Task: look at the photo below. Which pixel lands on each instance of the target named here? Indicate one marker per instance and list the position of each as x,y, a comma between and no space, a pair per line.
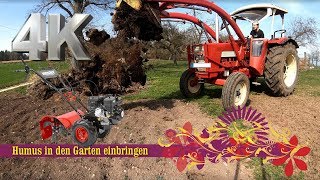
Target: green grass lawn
9,76
163,83
309,83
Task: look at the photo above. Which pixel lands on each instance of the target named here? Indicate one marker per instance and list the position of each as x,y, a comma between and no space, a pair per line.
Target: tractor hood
257,12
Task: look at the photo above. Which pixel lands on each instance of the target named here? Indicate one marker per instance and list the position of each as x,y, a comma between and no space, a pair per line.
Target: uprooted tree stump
116,64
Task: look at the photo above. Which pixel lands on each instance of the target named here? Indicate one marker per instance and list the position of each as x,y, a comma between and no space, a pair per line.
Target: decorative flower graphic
240,133
296,151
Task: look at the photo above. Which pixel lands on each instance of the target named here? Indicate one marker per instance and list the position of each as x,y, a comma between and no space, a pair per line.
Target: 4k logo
32,36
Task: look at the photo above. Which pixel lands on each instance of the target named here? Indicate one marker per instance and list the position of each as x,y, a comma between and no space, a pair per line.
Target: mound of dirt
115,68
116,64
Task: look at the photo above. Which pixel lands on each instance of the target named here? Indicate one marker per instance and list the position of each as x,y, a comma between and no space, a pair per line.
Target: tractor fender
282,41
67,120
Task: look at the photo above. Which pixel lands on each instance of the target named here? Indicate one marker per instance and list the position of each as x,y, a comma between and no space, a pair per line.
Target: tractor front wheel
84,133
189,85
235,91
281,69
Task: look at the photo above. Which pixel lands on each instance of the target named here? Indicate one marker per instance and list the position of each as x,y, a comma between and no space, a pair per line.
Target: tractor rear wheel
235,91
189,85
84,133
281,69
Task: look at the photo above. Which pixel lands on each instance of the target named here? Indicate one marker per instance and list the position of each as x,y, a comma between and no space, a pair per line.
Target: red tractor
235,62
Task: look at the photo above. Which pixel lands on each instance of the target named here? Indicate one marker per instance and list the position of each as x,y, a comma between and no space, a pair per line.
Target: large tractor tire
189,85
84,133
104,131
235,91
281,69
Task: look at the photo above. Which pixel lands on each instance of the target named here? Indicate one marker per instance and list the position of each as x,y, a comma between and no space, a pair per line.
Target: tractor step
201,81
256,83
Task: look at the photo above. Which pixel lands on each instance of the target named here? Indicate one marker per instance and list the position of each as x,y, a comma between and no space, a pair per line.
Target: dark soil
116,64
116,67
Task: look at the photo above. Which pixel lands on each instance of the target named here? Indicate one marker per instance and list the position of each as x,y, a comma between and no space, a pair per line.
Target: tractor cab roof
257,12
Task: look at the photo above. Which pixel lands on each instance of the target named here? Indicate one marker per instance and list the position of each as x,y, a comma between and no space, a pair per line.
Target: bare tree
73,6
304,31
173,40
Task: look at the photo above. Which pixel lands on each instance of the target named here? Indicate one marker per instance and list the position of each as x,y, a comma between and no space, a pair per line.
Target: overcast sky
13,14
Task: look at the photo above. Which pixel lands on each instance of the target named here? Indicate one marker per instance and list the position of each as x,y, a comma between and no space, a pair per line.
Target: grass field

# ACTION ITEM:
Give an exact reproduction of the lines from the one with "Target: overcast sky" to the final line of the entries, including both.

# TASK OUTPUT:
Target: overcast sky
13,14
Task: look at the photo above. Which pixel lands on each instance of the target named here? Indicate one marker per instance and list the position of each as x,y, a comma between and no space, a pair per line.
Target: grass field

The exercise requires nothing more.